(EXERCISE DESCRIPTION): How many of the lines below include the word "camouflage"? Only the number should be given.

=== LISTED ENTRIES ===

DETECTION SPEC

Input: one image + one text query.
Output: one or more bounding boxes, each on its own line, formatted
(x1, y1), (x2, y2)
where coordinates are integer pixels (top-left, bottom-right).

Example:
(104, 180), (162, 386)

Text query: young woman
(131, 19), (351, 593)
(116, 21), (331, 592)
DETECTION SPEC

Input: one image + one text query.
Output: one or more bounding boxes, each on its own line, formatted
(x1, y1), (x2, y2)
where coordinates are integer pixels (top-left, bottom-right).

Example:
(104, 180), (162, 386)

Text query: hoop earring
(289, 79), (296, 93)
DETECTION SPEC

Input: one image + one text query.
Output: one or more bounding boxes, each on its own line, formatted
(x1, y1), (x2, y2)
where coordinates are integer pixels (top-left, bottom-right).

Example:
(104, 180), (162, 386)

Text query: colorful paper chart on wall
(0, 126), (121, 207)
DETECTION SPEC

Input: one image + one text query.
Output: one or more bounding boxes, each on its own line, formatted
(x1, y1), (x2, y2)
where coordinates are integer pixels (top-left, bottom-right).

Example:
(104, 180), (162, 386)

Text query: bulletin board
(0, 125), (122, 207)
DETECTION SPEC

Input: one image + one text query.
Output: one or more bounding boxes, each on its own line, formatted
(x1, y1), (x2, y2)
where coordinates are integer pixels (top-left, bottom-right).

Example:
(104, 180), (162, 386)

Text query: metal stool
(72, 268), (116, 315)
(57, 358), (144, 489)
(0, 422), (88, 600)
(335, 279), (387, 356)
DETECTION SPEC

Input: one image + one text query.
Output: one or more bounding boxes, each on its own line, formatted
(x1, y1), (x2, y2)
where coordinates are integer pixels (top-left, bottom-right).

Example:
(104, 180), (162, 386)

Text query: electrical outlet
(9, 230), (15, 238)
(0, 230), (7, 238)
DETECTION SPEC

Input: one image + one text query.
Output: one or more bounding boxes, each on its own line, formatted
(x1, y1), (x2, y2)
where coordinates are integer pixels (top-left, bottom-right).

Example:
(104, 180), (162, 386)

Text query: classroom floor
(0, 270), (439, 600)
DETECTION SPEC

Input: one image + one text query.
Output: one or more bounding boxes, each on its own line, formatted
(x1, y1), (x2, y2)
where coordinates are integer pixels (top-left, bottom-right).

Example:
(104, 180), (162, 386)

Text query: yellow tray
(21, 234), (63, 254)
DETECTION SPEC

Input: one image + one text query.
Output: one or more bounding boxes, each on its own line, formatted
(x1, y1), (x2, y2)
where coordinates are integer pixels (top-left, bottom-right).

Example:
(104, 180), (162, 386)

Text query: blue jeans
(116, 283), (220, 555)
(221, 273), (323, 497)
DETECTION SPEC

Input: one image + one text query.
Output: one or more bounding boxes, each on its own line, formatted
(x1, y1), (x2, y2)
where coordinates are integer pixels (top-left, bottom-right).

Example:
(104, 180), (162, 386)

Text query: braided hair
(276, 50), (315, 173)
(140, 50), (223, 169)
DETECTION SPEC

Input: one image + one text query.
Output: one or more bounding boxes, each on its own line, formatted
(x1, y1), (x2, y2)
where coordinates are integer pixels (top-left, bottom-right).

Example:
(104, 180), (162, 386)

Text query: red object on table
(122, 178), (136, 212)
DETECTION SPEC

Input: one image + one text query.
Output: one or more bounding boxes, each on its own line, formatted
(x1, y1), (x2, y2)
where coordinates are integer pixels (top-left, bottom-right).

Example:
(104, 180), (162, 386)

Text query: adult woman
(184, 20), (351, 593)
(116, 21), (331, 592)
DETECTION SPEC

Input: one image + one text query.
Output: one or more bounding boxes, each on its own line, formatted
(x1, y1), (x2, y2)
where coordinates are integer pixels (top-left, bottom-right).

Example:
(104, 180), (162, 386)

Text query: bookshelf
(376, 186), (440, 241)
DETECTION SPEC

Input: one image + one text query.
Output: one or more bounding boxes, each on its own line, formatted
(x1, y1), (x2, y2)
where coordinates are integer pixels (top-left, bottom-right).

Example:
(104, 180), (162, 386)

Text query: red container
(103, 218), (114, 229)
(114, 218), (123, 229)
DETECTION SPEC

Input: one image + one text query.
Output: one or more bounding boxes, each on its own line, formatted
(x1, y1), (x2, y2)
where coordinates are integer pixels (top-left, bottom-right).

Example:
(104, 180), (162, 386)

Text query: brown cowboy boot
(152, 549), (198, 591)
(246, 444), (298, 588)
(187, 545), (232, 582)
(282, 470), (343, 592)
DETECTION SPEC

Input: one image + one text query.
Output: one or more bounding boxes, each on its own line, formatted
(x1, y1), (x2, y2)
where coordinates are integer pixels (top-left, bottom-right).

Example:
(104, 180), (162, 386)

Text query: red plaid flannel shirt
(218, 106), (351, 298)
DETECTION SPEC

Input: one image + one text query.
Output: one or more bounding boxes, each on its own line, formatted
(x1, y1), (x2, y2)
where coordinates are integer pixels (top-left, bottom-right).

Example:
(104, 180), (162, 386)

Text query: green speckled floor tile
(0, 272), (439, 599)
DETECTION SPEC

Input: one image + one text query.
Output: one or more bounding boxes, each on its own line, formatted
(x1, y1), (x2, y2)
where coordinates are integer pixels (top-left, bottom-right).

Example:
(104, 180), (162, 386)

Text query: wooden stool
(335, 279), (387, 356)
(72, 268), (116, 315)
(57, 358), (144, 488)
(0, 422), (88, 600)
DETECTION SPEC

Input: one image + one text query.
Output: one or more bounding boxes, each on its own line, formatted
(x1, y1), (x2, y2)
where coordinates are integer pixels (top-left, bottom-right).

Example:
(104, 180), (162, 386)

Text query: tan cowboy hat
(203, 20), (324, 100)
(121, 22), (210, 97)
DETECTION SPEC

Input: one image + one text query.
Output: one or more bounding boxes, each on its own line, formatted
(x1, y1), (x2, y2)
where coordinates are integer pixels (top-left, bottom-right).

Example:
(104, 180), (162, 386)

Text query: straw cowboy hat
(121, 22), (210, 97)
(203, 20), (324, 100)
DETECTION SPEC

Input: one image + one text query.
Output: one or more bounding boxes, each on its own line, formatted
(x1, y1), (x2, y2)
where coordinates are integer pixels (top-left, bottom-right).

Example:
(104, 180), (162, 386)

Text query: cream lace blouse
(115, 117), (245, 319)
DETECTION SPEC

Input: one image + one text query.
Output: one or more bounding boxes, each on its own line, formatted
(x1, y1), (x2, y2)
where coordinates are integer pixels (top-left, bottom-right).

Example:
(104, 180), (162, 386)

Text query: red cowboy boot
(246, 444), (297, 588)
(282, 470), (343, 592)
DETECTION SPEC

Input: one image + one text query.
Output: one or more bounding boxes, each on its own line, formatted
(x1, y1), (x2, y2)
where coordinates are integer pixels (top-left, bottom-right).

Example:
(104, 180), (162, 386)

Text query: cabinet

===
=== LISTED ENTRIES ===

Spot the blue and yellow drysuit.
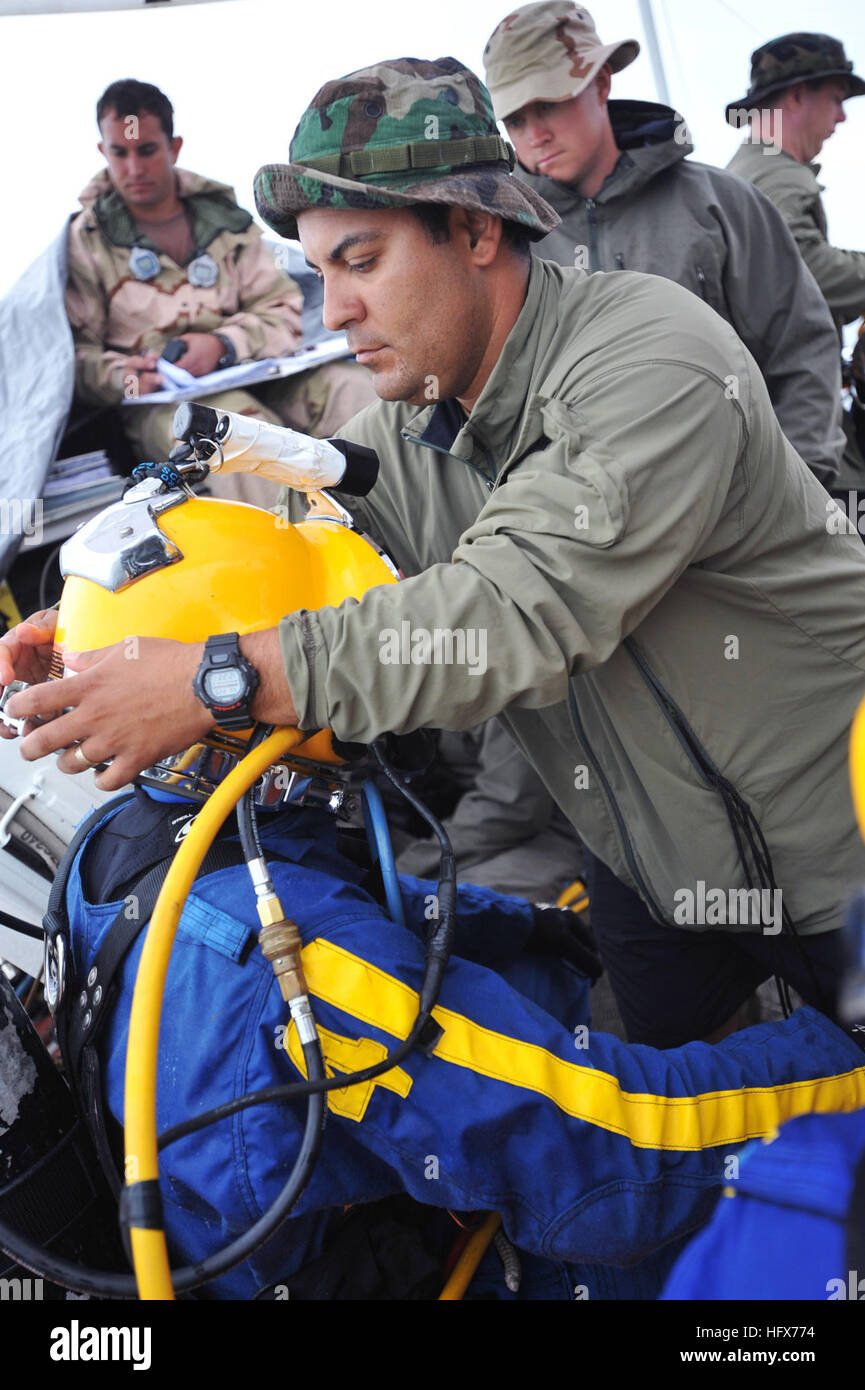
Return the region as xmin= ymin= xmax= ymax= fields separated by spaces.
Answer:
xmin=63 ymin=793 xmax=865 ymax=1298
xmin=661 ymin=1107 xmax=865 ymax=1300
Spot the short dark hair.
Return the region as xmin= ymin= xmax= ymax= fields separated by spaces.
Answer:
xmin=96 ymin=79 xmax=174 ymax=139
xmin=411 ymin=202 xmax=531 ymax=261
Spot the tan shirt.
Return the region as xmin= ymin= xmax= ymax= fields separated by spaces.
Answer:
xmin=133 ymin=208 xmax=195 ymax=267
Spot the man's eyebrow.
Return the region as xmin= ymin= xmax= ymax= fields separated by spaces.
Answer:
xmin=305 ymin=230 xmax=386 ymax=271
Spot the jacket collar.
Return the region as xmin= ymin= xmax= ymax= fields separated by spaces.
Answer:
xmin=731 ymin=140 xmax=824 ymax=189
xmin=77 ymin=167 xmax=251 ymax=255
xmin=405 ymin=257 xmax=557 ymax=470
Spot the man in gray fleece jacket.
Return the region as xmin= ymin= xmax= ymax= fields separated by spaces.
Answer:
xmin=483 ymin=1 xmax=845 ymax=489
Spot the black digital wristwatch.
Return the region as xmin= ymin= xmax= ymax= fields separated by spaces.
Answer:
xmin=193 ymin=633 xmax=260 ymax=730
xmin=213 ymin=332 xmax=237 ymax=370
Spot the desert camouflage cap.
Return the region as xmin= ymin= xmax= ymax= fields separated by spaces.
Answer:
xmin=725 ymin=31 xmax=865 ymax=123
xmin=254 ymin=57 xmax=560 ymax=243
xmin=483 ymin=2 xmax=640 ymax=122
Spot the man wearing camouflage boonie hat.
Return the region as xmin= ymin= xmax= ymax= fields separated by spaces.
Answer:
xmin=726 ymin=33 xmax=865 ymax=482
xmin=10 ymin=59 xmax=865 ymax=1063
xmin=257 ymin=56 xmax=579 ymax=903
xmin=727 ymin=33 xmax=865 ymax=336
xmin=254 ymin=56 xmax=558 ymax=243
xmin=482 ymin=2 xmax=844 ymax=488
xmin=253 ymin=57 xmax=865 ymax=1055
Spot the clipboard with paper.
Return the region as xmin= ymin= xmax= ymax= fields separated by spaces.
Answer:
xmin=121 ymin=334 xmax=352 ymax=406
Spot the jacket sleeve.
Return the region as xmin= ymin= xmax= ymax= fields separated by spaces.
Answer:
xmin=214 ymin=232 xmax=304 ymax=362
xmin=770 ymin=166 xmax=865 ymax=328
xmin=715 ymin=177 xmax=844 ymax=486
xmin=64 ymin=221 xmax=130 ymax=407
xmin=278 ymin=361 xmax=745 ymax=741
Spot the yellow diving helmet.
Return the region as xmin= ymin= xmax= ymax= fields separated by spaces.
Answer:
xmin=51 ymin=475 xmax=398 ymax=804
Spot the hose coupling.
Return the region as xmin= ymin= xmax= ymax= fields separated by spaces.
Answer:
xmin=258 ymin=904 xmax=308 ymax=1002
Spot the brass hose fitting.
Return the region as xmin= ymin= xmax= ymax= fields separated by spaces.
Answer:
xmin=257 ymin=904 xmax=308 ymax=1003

===

(WRITTEN RESPONSE): 2